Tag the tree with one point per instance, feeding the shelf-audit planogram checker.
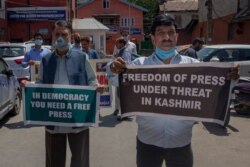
(153, 8)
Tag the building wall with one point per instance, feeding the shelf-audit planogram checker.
(222, 27)
(119, 8)
(221, 8)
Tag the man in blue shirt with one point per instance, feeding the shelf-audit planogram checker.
(36, 53)
(162, 138)
(85, 41)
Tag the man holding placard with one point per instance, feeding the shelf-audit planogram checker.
(66, 66)
(162, 138)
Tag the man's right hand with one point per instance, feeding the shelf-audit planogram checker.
(118, 65)
(23, 83)
(31, 62)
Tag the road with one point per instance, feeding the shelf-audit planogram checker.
(113, 143)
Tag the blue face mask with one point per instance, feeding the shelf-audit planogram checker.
(38, 42)
(163, 55)
(61, 44)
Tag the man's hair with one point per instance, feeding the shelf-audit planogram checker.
(198, 40)
(124, 30)
(62, 23)
(37, 34)
(121, 40)
(85, 39)
(163, 19)
(77, 37)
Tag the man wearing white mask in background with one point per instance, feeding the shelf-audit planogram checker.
(68, 67)
(131, 48)
(36, 53)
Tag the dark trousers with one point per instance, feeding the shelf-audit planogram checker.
(56, 145)
(152, 156)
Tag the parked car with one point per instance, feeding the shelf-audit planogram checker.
(10, 96)
(227, 53)
(13, 54)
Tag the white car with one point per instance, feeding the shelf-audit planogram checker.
(13, 54)
(228, 53)
(10, 96)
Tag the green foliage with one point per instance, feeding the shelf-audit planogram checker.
(153, 7)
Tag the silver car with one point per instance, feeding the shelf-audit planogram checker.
(238, 53)
(13, 54)
(10, 96)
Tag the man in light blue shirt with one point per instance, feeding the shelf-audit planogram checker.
(36, 53)
(162, 139)
(85, 42)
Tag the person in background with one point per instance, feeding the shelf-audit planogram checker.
(69, 67)
(85, 42)
(131, 48)
(196, 46)
(162, 139)
(76, 41)
(126, 56)
(36, 53)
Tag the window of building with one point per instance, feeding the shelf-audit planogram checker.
(106, 4)
(102, 42)
(230, 34)
(126, 22)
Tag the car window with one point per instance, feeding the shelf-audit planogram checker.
(244, 54)
(2, 67)
(205, 52)
(12, 51)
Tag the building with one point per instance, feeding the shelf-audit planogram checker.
(230, 21)
(117, 15)
(186, 16)
(94, 29)
(23, 18)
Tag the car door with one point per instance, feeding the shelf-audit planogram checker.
(4, 89)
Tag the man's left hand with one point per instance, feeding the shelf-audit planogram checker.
(234, 73)
(100, 89)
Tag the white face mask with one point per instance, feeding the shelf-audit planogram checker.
(126, 38)
(61, 44)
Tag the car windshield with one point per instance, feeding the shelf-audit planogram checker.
(12, 51)
(204, 52)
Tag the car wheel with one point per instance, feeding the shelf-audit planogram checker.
(17, 106)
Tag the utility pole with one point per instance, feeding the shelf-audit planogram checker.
(209, 5)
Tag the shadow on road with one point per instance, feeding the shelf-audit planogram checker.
(4, 120)
(110, 121)
(19, 125)
(215, 129)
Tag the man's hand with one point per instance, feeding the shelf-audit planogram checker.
(31, 62)
(100, 89)
(23, 83)
(118, 65)
(234, 73)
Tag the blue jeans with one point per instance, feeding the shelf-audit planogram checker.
(153, 156)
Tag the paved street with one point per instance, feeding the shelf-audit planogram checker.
(113, 143)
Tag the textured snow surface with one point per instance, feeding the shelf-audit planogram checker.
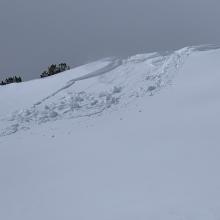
(134, 138)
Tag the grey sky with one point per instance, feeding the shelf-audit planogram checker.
(36, 33)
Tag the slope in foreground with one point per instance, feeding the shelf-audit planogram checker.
(152, 154)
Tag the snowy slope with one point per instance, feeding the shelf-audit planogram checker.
(134, 138)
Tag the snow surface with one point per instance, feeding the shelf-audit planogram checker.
(134, 138)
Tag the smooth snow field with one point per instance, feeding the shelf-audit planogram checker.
(117, 139)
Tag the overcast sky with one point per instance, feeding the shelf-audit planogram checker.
(36, 33)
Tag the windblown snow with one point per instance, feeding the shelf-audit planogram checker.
(134, 138)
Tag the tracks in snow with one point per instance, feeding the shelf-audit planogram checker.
(120, 82)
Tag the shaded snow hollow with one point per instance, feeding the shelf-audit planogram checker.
(116, 139)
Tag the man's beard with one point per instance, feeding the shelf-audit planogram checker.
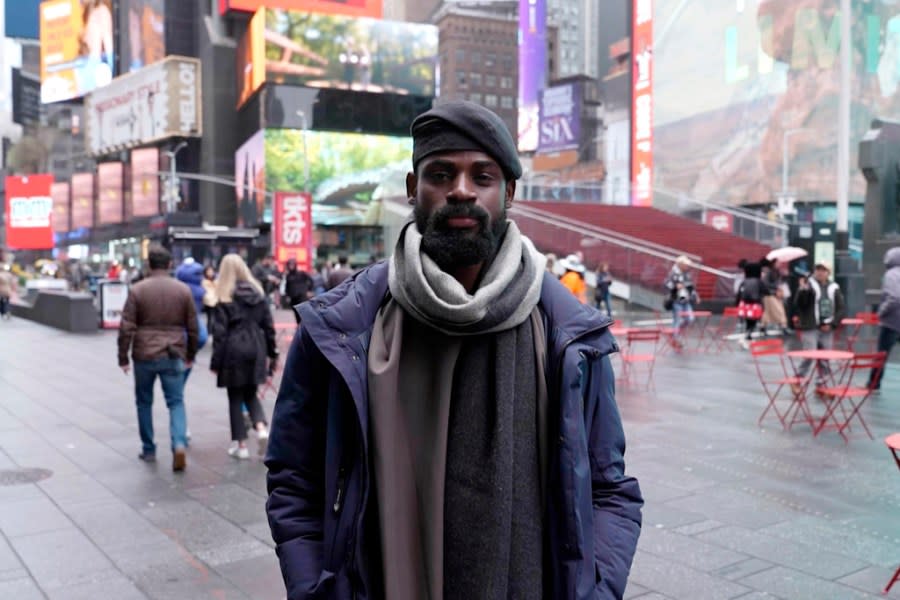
(449, 247)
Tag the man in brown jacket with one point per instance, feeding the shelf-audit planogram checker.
(159, 324)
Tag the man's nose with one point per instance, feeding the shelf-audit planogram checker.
(463, 189)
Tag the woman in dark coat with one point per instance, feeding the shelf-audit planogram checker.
(243, 336)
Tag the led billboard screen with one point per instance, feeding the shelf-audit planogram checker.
(361, 54)
(532, 68)
(746, 93)
(145, 22)
(29, 207)
(76, 48)
(356, 8)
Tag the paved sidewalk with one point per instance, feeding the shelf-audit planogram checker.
(733, 510)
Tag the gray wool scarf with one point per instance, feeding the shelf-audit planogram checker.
(509, 289)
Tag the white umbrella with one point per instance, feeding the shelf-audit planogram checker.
(786, 254)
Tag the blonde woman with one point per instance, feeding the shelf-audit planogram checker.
(243, 336)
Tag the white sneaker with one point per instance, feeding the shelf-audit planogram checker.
(239, 452)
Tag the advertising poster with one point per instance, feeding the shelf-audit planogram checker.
(251, 58)
(360, 54)
(157, 102)
(354, 8)
(744, 91)
(76, 48)
(145, 22)
(250, 180)
(28, 212)
(532, 69)
(292, 229)
(348, 172)
(642, 104)
(82, 200)
(145, 182)
(560, 118)
(110, 181)
(60, 194)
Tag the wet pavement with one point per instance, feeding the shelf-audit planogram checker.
(733, 510)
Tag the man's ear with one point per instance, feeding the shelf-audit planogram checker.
(412, 186)
(510, 193)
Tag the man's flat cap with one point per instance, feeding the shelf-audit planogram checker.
(464, 125)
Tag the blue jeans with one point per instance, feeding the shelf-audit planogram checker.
(171, 376)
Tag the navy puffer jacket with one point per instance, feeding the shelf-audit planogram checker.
(320, 481)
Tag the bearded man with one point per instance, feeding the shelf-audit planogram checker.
(446, 427)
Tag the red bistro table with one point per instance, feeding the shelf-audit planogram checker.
(802, 404)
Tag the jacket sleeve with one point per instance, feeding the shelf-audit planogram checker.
(220, 334)
(296, 463)
(127, 327)
(191, 326)
(616, 498)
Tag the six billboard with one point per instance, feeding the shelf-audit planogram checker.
(292, 229)
(560, 118)
(144, 182)
(341, 52)
(157, 102)
(61, 206)
(532, 68)
(29, 207)
(110, 204)
(355, 8)
(145, 22)
(77, 53)
(642, 104)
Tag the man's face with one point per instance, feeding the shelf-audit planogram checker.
(460, 206)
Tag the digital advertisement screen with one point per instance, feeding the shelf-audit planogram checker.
(145, 182)
(361, 54)
(76, 47)
(348, 172)
(29, 207)
(356, 8)
(145, 22)
(110, 182)
(82, 200)
(60, 194)
(747, 93)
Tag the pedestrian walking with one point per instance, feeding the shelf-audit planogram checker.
(159, 326)
(750, 296)
(820, 308)
(243, 338)
(7, 287)
(888, 311)
(298, 286)
(681, 296)
(453, 407)
(342, 272)
(573, 278)
(601, 291)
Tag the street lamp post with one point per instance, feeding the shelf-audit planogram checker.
(172, 192)
(305, 125)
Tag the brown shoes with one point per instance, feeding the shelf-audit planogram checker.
(179, 459)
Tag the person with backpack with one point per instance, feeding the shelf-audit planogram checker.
(819, 306)
(243, 336)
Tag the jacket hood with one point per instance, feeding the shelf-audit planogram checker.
(190, 273)
(892, 258)
(246, 293)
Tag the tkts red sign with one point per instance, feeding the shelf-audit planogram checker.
(29, 207)
(292, 227)
(642, 104)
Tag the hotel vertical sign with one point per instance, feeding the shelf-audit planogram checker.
(642, 104)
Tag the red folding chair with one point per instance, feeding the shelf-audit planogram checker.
(849, 394)
(893, 444)
(776, 375)
(641, 347)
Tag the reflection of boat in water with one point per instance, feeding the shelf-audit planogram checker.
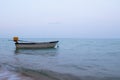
(51, 44)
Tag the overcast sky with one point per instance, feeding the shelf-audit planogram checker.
(60, 18)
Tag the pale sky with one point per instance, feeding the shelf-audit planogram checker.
(60, 18)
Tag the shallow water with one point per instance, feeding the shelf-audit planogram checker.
(74, 59)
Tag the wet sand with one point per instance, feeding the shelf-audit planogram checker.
(27, 74)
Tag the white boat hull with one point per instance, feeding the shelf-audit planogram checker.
(36, 45)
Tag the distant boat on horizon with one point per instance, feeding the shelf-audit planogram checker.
(34, 45)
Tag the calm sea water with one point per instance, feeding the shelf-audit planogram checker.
(74, 59)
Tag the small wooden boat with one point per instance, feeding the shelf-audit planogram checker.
(35, 45)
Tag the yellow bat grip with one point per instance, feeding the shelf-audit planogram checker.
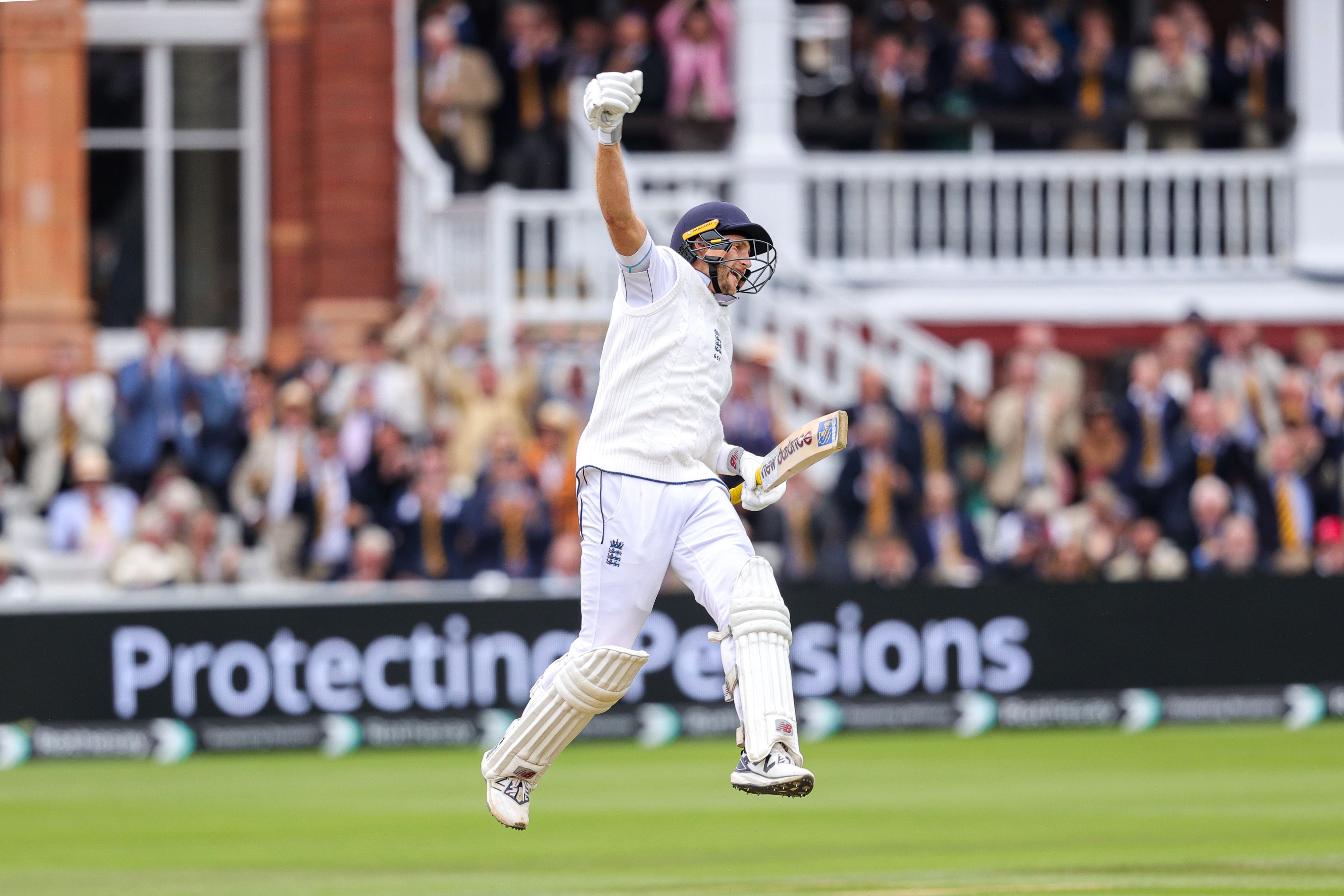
(736, 492)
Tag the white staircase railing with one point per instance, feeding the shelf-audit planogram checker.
(823, 338)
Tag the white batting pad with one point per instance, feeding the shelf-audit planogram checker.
(760, 627)
(587, 684)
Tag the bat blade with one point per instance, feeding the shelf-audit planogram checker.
(807, 445)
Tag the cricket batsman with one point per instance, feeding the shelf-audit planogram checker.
(650, 492)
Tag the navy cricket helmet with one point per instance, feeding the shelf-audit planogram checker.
(702, 236)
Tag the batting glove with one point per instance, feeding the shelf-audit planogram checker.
(753, 496)
(608, 100)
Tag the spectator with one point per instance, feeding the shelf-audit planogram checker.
(213, 558)
(531, 117)
(1151, 421)
(459, 92)
(698, 37)
(634, 50)
(1241, 549)
(872, 484)
(1330, 547)
(894, 85)
(428, 523)
(1285, 508)
(588, 48)
(931, 438)
(152, 395)
(1246, 372)
(1029, 426)
(507, 526)
(746, 411)
(1057, 371)
(334, 514)
(378, 385)
(222, 399)
(152, 559)
(15, 582)
(1205, 451)
(1210, 503)
(1168, 84)
(371, 555)
(1025, 535)
(1147, 555)
(550, 461)
(96, 518)
(1097, 80)
(316, 366)
(1256, 77)
(886, 562)
(874, 397)
(1045, 85)
(944, 542)
(58, 414)
(487, 406)
(272, 487)
(984, 76)
(384, 479)
(1179, 356)
(1103, 445)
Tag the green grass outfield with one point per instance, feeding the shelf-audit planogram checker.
(1175, 810)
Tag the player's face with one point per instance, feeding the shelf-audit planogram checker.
(736, 262)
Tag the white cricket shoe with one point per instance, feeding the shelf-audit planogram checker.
(508, 800)
(776, 774)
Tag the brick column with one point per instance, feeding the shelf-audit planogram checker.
(353, 166)
(291, 219)
(44, 185)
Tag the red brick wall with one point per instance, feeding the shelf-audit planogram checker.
(333, 166)
(354, 155)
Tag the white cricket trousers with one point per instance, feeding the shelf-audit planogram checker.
(634, 530)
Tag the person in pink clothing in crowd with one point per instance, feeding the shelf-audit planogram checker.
(698, 36)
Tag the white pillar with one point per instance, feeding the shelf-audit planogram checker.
(765, 146)
(1316, 57)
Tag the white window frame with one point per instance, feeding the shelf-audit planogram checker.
(158, 28)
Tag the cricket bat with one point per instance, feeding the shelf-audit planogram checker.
(807, 445)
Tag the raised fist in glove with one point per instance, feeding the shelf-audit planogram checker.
(607, 101)
(753, 496)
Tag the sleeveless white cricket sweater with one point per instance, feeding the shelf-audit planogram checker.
(664, 372)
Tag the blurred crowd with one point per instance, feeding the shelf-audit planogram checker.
(495, 80)
(498, 109)
(414, 460)
(1054, 76)
(1209, 455)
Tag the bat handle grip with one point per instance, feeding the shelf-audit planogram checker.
(736, 492)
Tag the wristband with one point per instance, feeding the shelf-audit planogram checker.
(730, 460)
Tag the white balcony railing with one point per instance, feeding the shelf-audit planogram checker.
++++++++++
*What you need to do*. Only the lines from the one that contains "Tag the sleeveless" to the end of the entries above should be given again, exactly and in full.

*Reply to the task*.
Tag the sleeveless white cricket sweater with one point per instance, feeding the shelf-audit planogram checker.
(664, 372)
Tag the blurred crowd with one point per instance, feeding the shelf-audit planogram checker.
(495, 80)
(498, 109)
(414, 460)
(1054, 76)
(1209, 455)
Tag the bat handle grip with one point per instance, feeding the shelf-audit planogram checker.
(736, 492)
Tag the wristband with one point per instance, feeding the shelf-audit planogram checker.
(730, 460)
Tag the white balcony railing with one point per instance, feeding the shelf-audit planogram checker.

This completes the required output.